Find each line of the material below that contains the string "sign", matching case, and copy those lines out in full.

====== MATERIAL FOR THIS TASK

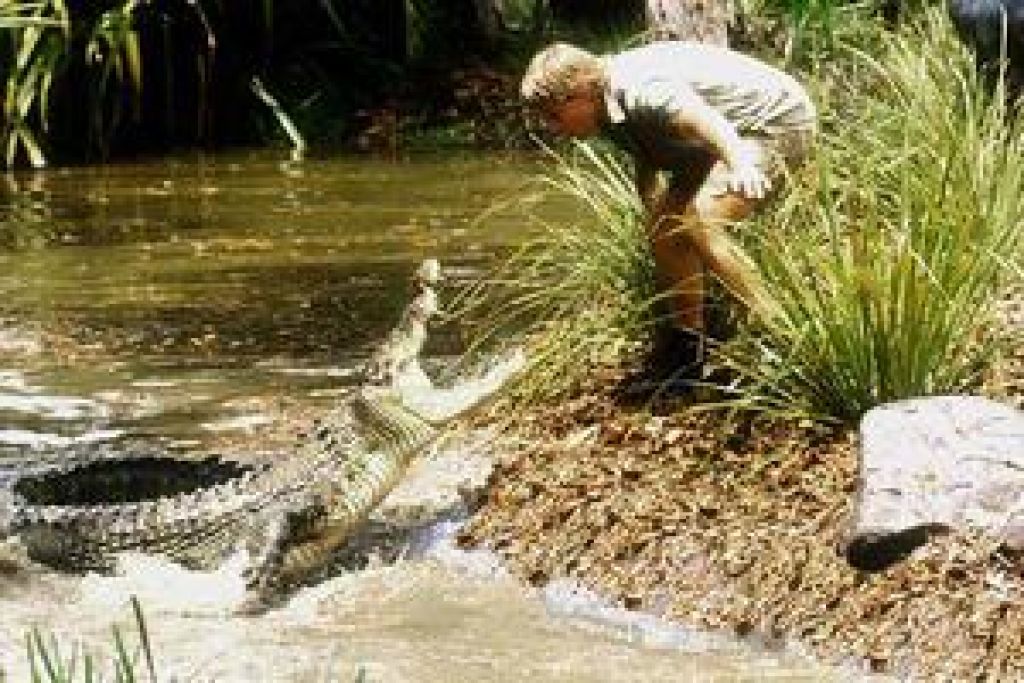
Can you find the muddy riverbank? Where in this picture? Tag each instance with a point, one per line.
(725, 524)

============
====== MATERIAL FOR THIS TASK

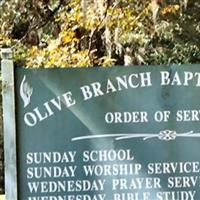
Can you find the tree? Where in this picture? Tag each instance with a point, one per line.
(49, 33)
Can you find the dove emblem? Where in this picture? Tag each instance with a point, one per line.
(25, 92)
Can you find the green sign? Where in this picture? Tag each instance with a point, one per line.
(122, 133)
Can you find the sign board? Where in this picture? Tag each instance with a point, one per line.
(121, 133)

============

— RESULT —
Can you find the green sign? Where in this picture? Tag each instance with a point, one per line.
Can you find the sign board? Where in this picture? Tag each instance with a point, one per line.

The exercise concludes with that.